REQUEST
Rewrite all of the records with "interact with" changed to "select" and every other word left as it is. Omit the pictures from your answer.

(Region annotation entries)
## START
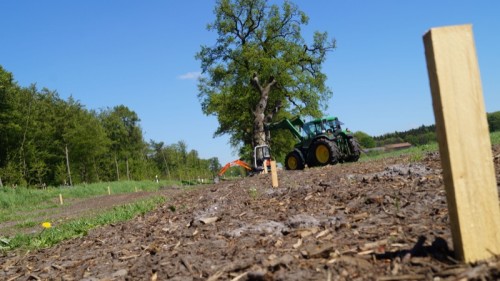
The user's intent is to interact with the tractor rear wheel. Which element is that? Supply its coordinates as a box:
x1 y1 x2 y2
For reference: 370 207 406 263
285 150 304 170
309 139 340 166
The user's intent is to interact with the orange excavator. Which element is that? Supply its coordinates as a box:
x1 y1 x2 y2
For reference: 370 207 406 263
217 145 271 178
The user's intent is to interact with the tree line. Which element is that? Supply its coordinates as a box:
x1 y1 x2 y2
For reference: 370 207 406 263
0 66 220 186
354 111 500 148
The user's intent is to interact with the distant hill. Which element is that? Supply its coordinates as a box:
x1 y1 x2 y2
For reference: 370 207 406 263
373 111 500 146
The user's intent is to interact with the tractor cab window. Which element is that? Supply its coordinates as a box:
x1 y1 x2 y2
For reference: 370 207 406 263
301 123 314 138
326 118 344 132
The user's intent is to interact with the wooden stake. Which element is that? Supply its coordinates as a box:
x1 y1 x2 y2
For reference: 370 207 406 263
424 25 500 262
271 161 278 187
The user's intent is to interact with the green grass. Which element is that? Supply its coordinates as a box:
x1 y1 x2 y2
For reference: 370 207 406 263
0 181 167 223
0 196 165 251
490 132 500 144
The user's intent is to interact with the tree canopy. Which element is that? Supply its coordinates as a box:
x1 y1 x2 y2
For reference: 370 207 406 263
196 0 335 159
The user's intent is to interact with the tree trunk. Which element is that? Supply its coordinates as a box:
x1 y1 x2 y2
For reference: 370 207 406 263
252 74 276 147
65 145 73 186
115 154 120 181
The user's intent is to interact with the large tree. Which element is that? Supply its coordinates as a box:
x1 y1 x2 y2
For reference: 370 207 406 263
196 0 335 158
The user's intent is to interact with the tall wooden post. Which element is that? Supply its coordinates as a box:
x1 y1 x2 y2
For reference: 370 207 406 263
424 25 500 262
65 145 73 186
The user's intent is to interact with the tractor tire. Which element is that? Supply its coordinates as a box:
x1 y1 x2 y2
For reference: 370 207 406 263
308 139 340 166
347 138 361 162
285 150 305 170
## END
TASK SOLUTION
The user's intent is to select the tractor rear wheel. Which element is that? Supply its coordinates as a box:
x1 y1 x2 y2
For reference: 370 207 406 263
285 150 304 170
309 139 340 166
The user's intent is to select the orange excavator. Which element is that? Supply its coordinates as a box:
x1 y1 x2 y2
For reference: 370 207 406 263
217 145 271 178
The user's intent is to select the tree line. Which element is that? Supply its coordinates as a box:
x1 y1 x2 y2
For reference: 370 207 406 263
0 66 220 186
354 111 500 148
The user's intent is to select the distant hill. Which element is that? Supply its coordinates as a box:
x1 y1 x2 y2
For reference: 370 207 406 263
373 111 500 146
The user's intent is to select the tractor cab window. Which element is that? Supply its coordinates as a box:
x1 y1 x2 y2
For reference: 370 207 406 263
301 123 314 138
326 118 344 132
The user's intent is to select the wooden stake. Which element is that? Supply its coordinates as a box:
x1 y1 x2 y2
For reference: 370 207 406 263
424 25 500 262
271 161 278 187
The user's intent is to select the green grass. Which element is that? Supply its coordinates as a box:
x1 y1 x2 y2
For reference: 370 207 406 263
0 181 167 223
0 196 165 251
490 132 500 144
The user's intent is to select the tree canopy. Which element is that? Supply its coordinates as a box:
x1 y1 x2 y2
For reference: 370 207 406 263
196 0 335 159
The user's intent is to select the tree trunk. Which element is that? Supply its coordinates as a box:
x1 y1 x2 y2
For reference: 370 207 406 263
252 74 276 147
65 145 73 186
115 154 120 181
The user's intent is to select the large tree. Which element is that? Supply its coordinates as a box:
x1 y1 x2 y2
For reference: 370 207 406 263
196 0 335 158
The user's intent is to select the tall wooden post. Which element is that? Supply its coordinates as a box:
x1 y1 x2 y2
For reference: 370 207 406 263
424 25 500 262
65 145 73 186
The user's intent is to select the tractor tire. Which element is that? Supply its coordinates as a box:
x1 y1 x2 y2
For reference: 370 207 406 263
308 139 340 166
347 138 361 162
285 150 305 170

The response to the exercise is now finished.